__Work to complete__. Please rewrite only the lines of the material starting at the line that contains "Expected behaviour: the pointer locates the aquatic" and ending at the last line of the material, keeping each request as it stands. In the answers, scale every x and y coordinate by 2.6 and round to a whole number, with halves rounding up.

__Material supplied__.
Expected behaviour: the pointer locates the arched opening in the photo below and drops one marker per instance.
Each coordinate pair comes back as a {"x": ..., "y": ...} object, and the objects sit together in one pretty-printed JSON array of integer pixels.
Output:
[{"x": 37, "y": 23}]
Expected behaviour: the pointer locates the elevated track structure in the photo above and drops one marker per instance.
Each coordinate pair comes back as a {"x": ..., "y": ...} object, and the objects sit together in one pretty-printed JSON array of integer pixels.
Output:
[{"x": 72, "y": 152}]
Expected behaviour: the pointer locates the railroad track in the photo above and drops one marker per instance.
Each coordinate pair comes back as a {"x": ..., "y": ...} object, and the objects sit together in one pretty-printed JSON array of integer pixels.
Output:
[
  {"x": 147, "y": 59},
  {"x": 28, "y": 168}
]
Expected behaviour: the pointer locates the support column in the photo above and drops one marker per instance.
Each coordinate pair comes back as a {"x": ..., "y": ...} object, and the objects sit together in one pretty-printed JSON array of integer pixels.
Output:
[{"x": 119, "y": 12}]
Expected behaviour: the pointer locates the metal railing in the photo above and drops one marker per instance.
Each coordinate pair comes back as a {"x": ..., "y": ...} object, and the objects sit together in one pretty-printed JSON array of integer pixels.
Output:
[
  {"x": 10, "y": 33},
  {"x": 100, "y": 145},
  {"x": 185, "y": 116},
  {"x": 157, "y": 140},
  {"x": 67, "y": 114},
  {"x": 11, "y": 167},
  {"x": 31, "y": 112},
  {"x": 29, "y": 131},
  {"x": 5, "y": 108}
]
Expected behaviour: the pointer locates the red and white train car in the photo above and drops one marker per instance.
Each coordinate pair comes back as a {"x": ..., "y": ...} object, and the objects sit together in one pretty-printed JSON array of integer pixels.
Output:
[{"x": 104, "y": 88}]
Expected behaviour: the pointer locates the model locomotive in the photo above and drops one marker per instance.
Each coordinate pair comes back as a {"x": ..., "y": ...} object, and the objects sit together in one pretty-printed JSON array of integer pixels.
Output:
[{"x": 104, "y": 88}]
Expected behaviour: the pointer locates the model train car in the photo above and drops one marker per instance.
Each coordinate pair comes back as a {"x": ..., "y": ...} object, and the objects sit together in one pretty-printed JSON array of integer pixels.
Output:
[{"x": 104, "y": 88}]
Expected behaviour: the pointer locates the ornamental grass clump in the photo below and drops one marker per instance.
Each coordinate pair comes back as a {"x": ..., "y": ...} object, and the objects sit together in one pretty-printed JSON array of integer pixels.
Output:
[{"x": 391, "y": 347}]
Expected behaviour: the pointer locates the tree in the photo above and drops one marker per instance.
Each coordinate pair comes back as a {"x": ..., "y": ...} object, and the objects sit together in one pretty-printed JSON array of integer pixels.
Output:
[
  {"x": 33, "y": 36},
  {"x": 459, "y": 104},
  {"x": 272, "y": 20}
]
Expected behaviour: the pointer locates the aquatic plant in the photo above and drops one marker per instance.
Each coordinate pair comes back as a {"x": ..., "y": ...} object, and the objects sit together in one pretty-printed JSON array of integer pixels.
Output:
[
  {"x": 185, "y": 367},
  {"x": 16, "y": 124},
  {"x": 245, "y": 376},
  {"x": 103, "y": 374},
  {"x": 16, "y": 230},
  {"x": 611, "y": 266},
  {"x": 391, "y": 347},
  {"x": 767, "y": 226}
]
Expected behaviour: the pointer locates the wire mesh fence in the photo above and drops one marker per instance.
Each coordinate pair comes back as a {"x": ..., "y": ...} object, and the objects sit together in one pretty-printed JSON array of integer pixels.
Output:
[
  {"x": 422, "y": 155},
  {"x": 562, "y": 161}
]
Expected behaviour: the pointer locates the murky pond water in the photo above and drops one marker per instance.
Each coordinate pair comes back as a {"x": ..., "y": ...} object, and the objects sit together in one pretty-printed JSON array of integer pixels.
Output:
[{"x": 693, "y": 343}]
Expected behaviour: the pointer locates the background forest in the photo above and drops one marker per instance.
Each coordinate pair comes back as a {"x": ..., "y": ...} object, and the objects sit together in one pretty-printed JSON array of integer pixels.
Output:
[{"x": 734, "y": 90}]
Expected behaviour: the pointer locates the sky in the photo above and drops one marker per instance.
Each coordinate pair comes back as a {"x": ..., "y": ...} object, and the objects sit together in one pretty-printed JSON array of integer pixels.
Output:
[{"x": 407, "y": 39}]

__Exercise result__.
Expected behaviour: the pointer locates the aquatic plant in the photo above and drops one marker per instance.
Each coordinate pair comes back as a {"x": ..., "y": ...} object, and the objects sit together in one pretty-printed JSON array of integer pixels.
Output:
[
  {"x": 481, "y": 954},
  {"x": 42, "y": 322},
  {"x": 637, "y": 978},
  {"x": 268, "y": 972},
  {"x": 42, "y": 598},
  {"x": 1589, "y": 692},
  {"x": 1017, "y": 902},
  {"x": 1994, "y": 588}
]
Expected behaviour: the pointer locates the wire mesh fence in the photo above and drops one marker per instance.
Each coordinate pair comes back as a {"x": ..., "y": ...} object, and the objects sit together in one pretty-printed JSON array of integer pixels.
Output:
[
  {"x": 1097, "y": 403},
  {"x": 1461, "y": 419}
]
Expected behaviour: the pointer locates the murky pond water in the photo above and drops one marker per instance.
Each coordinate pair comes back as a {"x": ..., "y": ...} object, and the objects sit together in one pretty-printed JSON array of integer pixels.
Output:
[{"x": 1802, "y": 892}]
Expected behaviour: the pointer locates the background forest in the photo above and drops one marker per instance.
Each coordinate pair comes back as a {"x": ..., "y": ...} object, and the objects sit together in one pretty-printed JSON array of integer pixels.
Output:
[{"x": 1908, "y": 234}]
Expected behaviour: the pointer locates the sky in the photo above and drops one marker per instance.
Each coordinate pair comes back as a {"x": ..., "y": ...} object, and the objects sit together in one pretty-printed JSON array of integer pixels.
Output:
[{"x": 1058, "y": 101}]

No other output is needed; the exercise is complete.